(DIRECTIONS):
A. Set down, word for word, the part of the pivots page that opens with the words containing "Pivot a column" and closes with "and an aggregation.".
B. Answer these questions from the pivots page, one answer per line, labeled (i), (ii) and (iii) to match:
(i) What becomes the new y-axis in a pivot?
(ii) Which value does the Python eager example pass as aggregate_function?
(iii) What does a pivot's output schema depend on?

(GIVEN TEXT):
Pivots

Pivot a column in a DataFrame and perform one of the following aggregations:

first
last
sum
min
max
mean
median
len

The pivot operation consists of a group by one, or multiple columns (these will be the new y-axis), the column that will be pivoted (this will be the new x-axis) and an aggregation.

Dataset

Python Rust

DataFrame

df = pl.DataFrame(
    {
        "foo": ["A", "A", "B", "B", "C"],
        "N": [1, 2, 2, 4, 2],
        "bar": ["k", "l", "m", "n", "o"],
    }
)
print(df)

DataFrame

let df = df!(
        "foo"=> ["A", "A", "B", "B", "C"],
        "bar"=> ["k", "l", "m", "n", "o"],
        "N"=> [1, 2, 2, 4, 2],
)?;
println!("{}", &df);

shape: (5, 3)
┌─────┬─────┬─────┐
│ foo ┆ N   ┆ bar │
│ --- ┆ --- ┆ --- │
│ str ┆ i64 ┆ str │
╞═════╪═════╪═════╡
│ A   ┆ 1   ┆ k   │
│ A   ┆ 2   ┆ l   │
│ B   ┆ 2   ┆ m   │
│ B   ┆ 4   ┆ n   │
│ C   ┆ 2   ┆ o   │
└─────┴─────┴─────┘

Eager

Python Rust

pivot

out = df.pivot("bar", index="foo", values="N", aggregate_function="first")
print(out)

pivot

let out = df
    .clone()
    .lazy()
    .pivot(
        Selector::ByName {
            names: [PlSmallStr::from("foo")].into(),
            strict: true,
        },
        Arc::new(df!("" => ["A", "B", "C"])?),
        Selector::ByName {
            names: [PlSmallStr::from("bar")].into(),
            strict: true,
        },
        Selector::ByName {
            names: [PlSmallStr::from("N")].into(),
            strict: true,
        },
        Expr::Agg(AggExpr::Item {
            input: Arc::new(Expr::Element),
            allow_empty: true,
        }),
        false,
        "_".into(),
        PivotColumnNaming::Auto,
    )
    .collect()?;
println!("{}", &out);

shape: (3, 6)
┌─────┬──────┬──────┬──────┬──────┬──────┐
│ foo ┆ k    ┆ l    ┆ m    ┆ n    ┆ o    │
│ --- ┆ ---  ┆ ---  ┆ ---  ┆ ---  ┆ ---  │
│ str ┆ i64  ┆ i64  ┆ i64  ┆ i64  ┆ i64  │
╞═════╪══════╪══════╪══════╪══════╪══════╡
│ A   ┆ 1    ┆ 2    ┆ null ┆ null ┆ null │
│ B   ┆ null ┆ null ┆ 2    ┆ 4    ┆ null │
│ C   ┆ null ┆ null ┆ null ┆ null ┆ 2    │
└─────┴──────┴──────┴──────┴──────┴──────┘

Lazy

A Polars LazyFrame always need to know the schema of a computation statically (before collecting the query). As a pivot's output schema depends on the data, and it is therefore impossible to determine the schema without running the query.

(DATA EXCERPTS):
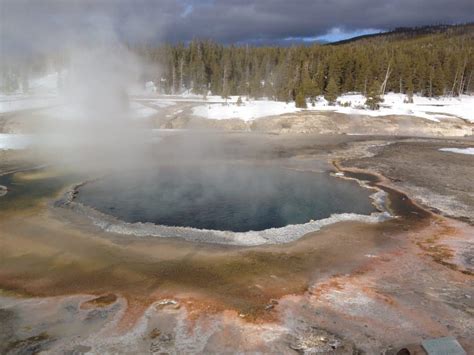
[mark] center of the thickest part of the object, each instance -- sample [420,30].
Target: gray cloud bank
[28,24]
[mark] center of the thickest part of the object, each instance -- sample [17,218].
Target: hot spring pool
[237,198]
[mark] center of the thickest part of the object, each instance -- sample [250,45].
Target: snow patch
[469,151]
[433,109]
[14,141]
[248,111]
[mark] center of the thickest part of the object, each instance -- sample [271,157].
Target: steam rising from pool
[235,204]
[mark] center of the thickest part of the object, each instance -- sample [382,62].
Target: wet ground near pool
[43,254]
[232,197]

(THE RESULTS):
A.
Pivot a column in a DataFrame and perform one of the following aggregations:

first
last
sum
min
max
mean
median
len

The pivot operation consists of a group by one, or multiple columns (these will be the new y-axis), the column that will be pivoted (this will be the new x-axis) and an aggregation.

B.
(i) The column or columns grouped by.
(ii) "first"
(iii) The data.